** Work instructions **
A verbatim copy of every record is needed.

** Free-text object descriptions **
# # #

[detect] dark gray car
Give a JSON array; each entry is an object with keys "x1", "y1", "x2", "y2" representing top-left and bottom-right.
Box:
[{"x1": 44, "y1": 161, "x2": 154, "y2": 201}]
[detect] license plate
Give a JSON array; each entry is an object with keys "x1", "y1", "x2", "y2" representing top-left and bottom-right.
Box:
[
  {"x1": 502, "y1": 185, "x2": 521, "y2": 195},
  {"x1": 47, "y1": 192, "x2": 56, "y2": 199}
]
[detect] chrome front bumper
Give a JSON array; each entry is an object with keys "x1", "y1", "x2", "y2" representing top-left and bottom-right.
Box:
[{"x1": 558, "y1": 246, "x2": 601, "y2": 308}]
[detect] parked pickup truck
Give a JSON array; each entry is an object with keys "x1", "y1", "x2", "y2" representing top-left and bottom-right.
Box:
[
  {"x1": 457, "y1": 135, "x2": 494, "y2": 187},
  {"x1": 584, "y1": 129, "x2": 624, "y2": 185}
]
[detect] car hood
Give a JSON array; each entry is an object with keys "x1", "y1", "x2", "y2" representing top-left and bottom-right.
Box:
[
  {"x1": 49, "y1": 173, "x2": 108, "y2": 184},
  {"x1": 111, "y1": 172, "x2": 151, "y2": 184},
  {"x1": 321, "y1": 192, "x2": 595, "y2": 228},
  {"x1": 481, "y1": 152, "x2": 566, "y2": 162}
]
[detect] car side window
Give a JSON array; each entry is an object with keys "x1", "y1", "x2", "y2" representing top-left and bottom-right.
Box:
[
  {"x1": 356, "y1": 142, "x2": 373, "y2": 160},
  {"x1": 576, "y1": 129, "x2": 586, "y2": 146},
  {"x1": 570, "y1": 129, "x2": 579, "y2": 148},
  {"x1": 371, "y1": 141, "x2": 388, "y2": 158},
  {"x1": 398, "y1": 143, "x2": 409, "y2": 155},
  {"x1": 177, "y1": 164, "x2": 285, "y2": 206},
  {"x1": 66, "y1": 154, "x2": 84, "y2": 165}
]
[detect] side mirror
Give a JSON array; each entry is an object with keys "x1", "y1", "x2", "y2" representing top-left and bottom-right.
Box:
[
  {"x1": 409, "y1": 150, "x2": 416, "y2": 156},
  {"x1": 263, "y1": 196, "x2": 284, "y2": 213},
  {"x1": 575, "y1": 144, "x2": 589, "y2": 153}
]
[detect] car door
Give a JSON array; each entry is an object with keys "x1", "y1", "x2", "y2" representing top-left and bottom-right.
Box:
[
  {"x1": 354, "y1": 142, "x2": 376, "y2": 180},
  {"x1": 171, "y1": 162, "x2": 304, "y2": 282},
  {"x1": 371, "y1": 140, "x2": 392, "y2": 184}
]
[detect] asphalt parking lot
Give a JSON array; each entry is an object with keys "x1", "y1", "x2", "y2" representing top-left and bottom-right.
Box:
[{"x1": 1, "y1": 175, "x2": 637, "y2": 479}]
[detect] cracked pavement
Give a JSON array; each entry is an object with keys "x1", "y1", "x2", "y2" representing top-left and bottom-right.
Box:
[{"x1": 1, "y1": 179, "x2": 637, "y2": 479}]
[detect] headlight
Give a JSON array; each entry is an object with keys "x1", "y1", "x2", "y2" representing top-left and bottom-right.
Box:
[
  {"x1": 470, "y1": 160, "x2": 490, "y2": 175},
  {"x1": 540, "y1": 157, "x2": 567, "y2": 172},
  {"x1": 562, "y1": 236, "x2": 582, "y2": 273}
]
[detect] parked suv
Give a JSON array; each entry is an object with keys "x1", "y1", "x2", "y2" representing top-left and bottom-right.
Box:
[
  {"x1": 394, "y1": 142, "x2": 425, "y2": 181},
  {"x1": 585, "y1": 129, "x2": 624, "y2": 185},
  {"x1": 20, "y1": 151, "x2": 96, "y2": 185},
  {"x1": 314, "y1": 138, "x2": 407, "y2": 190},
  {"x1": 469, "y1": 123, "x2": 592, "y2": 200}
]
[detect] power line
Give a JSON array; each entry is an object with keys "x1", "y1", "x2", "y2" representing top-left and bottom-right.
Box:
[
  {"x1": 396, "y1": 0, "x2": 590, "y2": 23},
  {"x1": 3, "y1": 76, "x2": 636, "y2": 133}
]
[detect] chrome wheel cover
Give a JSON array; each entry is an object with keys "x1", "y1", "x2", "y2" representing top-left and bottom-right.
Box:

# # #

** Solution **
[detect] dark gray car
Give a JSON array; each entry is an object with keys "x1", "y1", "x2", "y2" representing top-left and bottom-right.
Box:
[{"x1": 44, "y1": 161, "x2": 154, "y2": 201}]
[detect] license plate
Give a JSON array; each entry is an object with keys "x1", "y1", "x2", "y2" representing top-left and bottom-right.
Box:
[
  {"x1": 502, "y1": 185, "x2": 521, "y2": 195},
  {"x1": 47, "y1": 192, "x2": 56, "y2": 199}
]
[detect] chrome front bumper
Give a JSON array; each entry is an object with keys "x1", "y1", "x2", "y2" representing top-left and bottom-right.
Box:
[{"x1": 558, "y1": 246, "x2": 601, "y2": 308}]
[detect] parked pickup truck
Give a JSON array; each entry is an object with keys "x1", "y1", "x2", "y2" representing top-left and bottom-right.
Box:
[
  {"x1": 457, "y1": 135, "x2": 494, "y2": 187},
  {"x1": 584, "y1": 129, "x2": 624, "y2": 185}
]
[detect] car hood
Give a JSON array; each entry is an object with keys "x1", "y1", "x2", "y2" representing top-left and bottom-right.
Box:
[
  {"x1": 49, "y1": 173, "x2": 108, "y2": 184},
  {"x1": 111, "y1": 172, "x2": 151, "y2": 184},
  {"x1": 321, "y1": 192, "x2": 595, "y2": 228},
  {"x1": 481, "y1": 152, "x2": 566, "y2": 162}
]
[detect] car side window
Give a JSON array; each entry is an object with keys "x1", "y1", "x2", "y2" representing top-left and bottom-right.
Box:
[
  {"x1": 356, "y1": 142, "x2": 373, "y2": 160},
  {"x1": 576, "y1": 129, "x2": 586, "y2": 146},
  {"x1": 570, "y1": 129, "x2": 579, "y2": 148},
  {"x1": 371, "y1": 141, "x2": 388, "y2": 158},
  {"x1": 398, "y1": 143, "x2": 409, "y2": 155},
  {"x1": 177, "y1": 164, "x2": 285, "y2": 206},
  {"x1": 66, "y1": 154, "x2": 84, "y2": 165}
]
[detect] side mirror
Give a JSON array; each entry is an object with keys "x1", "y1", "x2", "y2" representing top-left and bottom-right.
Box:
[
  {"x1": 409, "y1": 150, "x2": 416, "y2": 156},
  {"x1": 263, "y1": 196, "x2": 284, "y2": 213},
  {"x1": 575, "y1": 144, "x2": 589, "y2": 153}
]
[detect] car door
Give a JSON array; each entry is an object with keys "x1", "y1", "x2", "y2" representing top-left and bottom-right.
Box:
[
  {"x1": 354, "y1": 142, "x2": 376, "y2": 180},
  {"x1": 171, "y1": 162, "x2": 304, "y2": 282},
  {"x1": 371, "y1": 140, "x2": 392, "y2": 184}
]
[detect] asphalt parking lot
Give a JSON array; each entry is an object with keys "x1", "y1", "x2", "y2" representing top-left and bottom-right.
Box:
[{"x1": 1, "y1": 175, "x2": 637, "y2": 479}]
[detect] cracked pavement
Give a JSON array; each entry is an object with keys "x1", "y1", "x2", "y2" representing top-left and bottom-right.
Box:
[{"x1": 1, "y1": 179, "x2": 637, "y2": 479}]
[detect] headlight
Give a JSON array; each entry is an object with keys "x1", "y1", "x2", "y2" representing top-left and bottom-right.
Box:
[
  {"x1": 470, "y1": 160, "x2": 490, "y2": 175},
  {"x1": 540, "y1": 157, "x2": 567, "y2": 172},
  {"x1": 562, "y1": 236, "x2": 582, "y2": 273}
]
[detect] parked suv
Give a JSON array; each entry is an object with keys "x1", "y1", "x2", "y2" representing top-left and bottom-right.
Box:
[
  {"x1": 394, "y1": 142, "x2": 425, "y2": 181},
  {"x1": 585, "y1": 129, "x2": 624, "y2": 185},
  {"x1": 20, "y1": 151, "x2": 96, "y2": 185},
  {"x1": 314, "y1": 138, "x2": 407, "y2": 190},
  {"x1": 469, "y1": 123, "x2": 592, "y2": 200}
]
[detect] power line
Give a JSON array; each entry is an object with keys "x1", "y1", "x2", "y2" representing top-left and bottom-right.
Box:
[
  {"x1": 396, "y1": 0, "x2": 590, "y2": 23},
  {"x1": 3, "y1": 76, "x2": 636, "y2": 133}
]
[detect] chrome wheel cover
Give a JSON array; each entry is an object with keys "x1", "y1", "x2", "y2" representing top-left and bottom-right.
Box:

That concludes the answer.